Goal of the exercise:
Copy every line of the items below word for word, keeping each character and line break unchanged.

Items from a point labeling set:
-- Begin --

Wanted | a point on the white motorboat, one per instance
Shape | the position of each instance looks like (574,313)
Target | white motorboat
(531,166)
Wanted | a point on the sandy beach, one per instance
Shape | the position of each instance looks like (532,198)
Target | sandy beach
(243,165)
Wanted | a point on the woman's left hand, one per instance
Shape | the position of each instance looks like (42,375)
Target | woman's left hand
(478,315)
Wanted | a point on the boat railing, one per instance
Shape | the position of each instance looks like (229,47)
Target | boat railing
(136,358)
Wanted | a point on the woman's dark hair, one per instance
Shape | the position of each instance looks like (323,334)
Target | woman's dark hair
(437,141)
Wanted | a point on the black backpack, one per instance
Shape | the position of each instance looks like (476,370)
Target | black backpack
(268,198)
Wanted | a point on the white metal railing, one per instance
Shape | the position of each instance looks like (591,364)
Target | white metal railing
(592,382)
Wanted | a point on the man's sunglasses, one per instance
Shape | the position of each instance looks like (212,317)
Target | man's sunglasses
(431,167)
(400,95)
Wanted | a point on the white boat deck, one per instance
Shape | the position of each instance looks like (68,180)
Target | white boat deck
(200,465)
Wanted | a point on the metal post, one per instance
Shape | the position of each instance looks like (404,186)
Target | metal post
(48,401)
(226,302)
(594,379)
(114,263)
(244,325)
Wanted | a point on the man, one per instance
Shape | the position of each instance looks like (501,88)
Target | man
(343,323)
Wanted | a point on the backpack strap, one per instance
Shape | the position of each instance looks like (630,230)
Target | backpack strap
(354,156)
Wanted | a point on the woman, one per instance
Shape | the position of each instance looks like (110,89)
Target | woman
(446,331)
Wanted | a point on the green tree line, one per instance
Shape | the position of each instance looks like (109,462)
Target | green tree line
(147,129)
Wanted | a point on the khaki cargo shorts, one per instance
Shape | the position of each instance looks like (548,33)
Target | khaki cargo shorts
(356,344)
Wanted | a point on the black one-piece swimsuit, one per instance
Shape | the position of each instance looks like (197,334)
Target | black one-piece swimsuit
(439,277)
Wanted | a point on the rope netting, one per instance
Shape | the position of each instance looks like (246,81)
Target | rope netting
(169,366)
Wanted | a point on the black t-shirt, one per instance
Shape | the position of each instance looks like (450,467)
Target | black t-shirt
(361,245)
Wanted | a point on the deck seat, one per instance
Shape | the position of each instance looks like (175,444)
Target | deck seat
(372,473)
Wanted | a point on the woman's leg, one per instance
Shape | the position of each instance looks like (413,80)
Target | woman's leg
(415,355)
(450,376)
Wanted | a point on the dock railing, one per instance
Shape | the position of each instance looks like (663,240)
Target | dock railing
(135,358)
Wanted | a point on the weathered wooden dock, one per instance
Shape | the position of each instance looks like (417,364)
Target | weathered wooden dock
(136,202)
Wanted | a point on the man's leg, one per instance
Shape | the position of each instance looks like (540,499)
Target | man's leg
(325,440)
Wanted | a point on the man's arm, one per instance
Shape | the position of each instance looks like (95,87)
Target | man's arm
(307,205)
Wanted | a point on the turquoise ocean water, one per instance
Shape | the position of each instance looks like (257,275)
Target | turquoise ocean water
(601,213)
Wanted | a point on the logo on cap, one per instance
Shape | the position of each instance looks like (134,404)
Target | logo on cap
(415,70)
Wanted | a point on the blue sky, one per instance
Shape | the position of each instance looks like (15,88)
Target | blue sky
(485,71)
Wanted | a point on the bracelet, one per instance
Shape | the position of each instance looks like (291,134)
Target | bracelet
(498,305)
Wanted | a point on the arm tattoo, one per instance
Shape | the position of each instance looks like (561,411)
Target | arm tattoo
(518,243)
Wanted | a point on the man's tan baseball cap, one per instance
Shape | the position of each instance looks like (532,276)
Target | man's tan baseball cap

-- End --

Complete answer:
Wanted | a point on the white motorboat, one per instance
Shape | the position of each instance looks like (574,313)
Target | white motorboat
(531,166)
Wanted | a point on the sandy beach, one per instance
Shape | the position of each instance looks like (532,198)
Target | sandy beach
(243,165)
Wanted | a point on the woman's left hand, one per instance
Shape | the position of each instance looks like (42,375)
Target | woman's left hand
(478,315)
Wanted | a point on the boat railing, one per instance
Shape | the position of each instance looks like (229,47)
Target | boat railing
(136,358)
Wanted | a point on the woman's dark hair, one per instance
Shape | the position of each instance looks like (323,334)
Target | woman's dark hair
(437,141)
Wanted | a point on the black backpack, one per instance
Shape | the position of each instance looks like (476,370)
Target | black backpack
(268,198)
Wanted | a point on the white metal railing, one per instance
Shape | the position of each instance looks like (591,364)
Target | white metal railing
(592,382)
Wanted | a point on the man's sunglasses, one per instance
Shape | the position of each instance looks like (212,317)
Target | man's sunglasses
(431,167)
(400,95)
Wanted | a point on the white boat deck, one per instance
Shape | the position of each instance looks like (68,180)
Target | white boat deck
(200,465)
Wanted | a point on the metal post, one per instance
Shape | the position of each instance looks like (404,186)
Target | metal post
(48,401)
(226,302)
(594,379)
(114,263)
(244,325)
Wanted | a point on the man, one per instance
Shape | the position of each instance looks like (501,88)
Target | man
(343,323)
Wanted | a point on the backpack strap, one per instance
Shape | the position of each instance looks like (630,230)
Target | backpack strap
(354,156)
Wanted | a point on the woman, one per instance
Shape | the position of each instance looks like (110,89)
Target | woman
(446,331)
Wanted | a point on the green tree line, one per instance
Shape | the position of each instance looks like (109,462)
Target | green tree line
(147,129)
Wanted | a point on the khaki cargo shorts, one per instance
Shape | the position of each instance looks like (548,33)
Target | khaki cargo shorts
(356,344)
Wanted | a point on the black one-piece swimsuit, one per instance
Shape | the position of each instance looks like (197,334)
Target | black one-piece swimsuit
(439,277)
Wanted | a point on the rope netting, one per instance
Shape | the position of each instance looks like (246,81)
Target | rope netting
(169,366)
Wanted | a point on the black t-shirt, one per instance
Shape | the position of each instance looks like (450,467)
Target | black t-shirt
(361,245)
Wanted | a point on the deck seat, one per instance
Shape | the position of each instance looks like (175,444)
Target | deck seat
(372,473)
Wanted | a point on the woman's leg, one per instance
Shape | the position of each instance looks like (413,80)
Target | woman's leg
(415,355)
(450,376)
Wanted | a point on the dock railing, one per instance
Shape | the position of each instance looks like (663,240)
Target | dock railing
(135,358)
Wanted | a point on the weathered wooden dock, one per instance
Shape | the position of each instance looks like (417,364)
Target | weathered wooden dock
(136,202)
Wanted | a point on the man's leg, one per instance
Shape | the position of each instance looks like (540,499)
Target | man's leg
(325,440)
Wanted | a point on the man's arm, one per instance
Shape | the position of each instance looks like (95,87)
Target | man's arm
(307,205)
Wanted | a point on the turquoise ocean water, one per instance
Shape | the position of each instance looks like (257,275)
Target | turquoise ocean water
(601,213)
Wanted | a point on the logo on cap, one per instance
Shape | the position of each instance looks like (134,404)
Target | logo on cap
(415,70)
Wanted | a point on the blue sky, one per instance
Shape | the position of each instance looks like (15,88)
Target | blue sky
(485,71)
Wanted | a point on the bracelet, one per instance
Shape | the position of each instance looks like (291,134)
Target | bracelet
(498,305)
Wanted | a point on the arm tattoo, one per instance
Shape | the position of each instance looks like (561,411)
Target | arm tattoo
(518,243)
Wanted | a point on the man's tan baseball cap, one per instance
Shape | the position of each instance looks like (532,276)
Target | man's tan baseball cap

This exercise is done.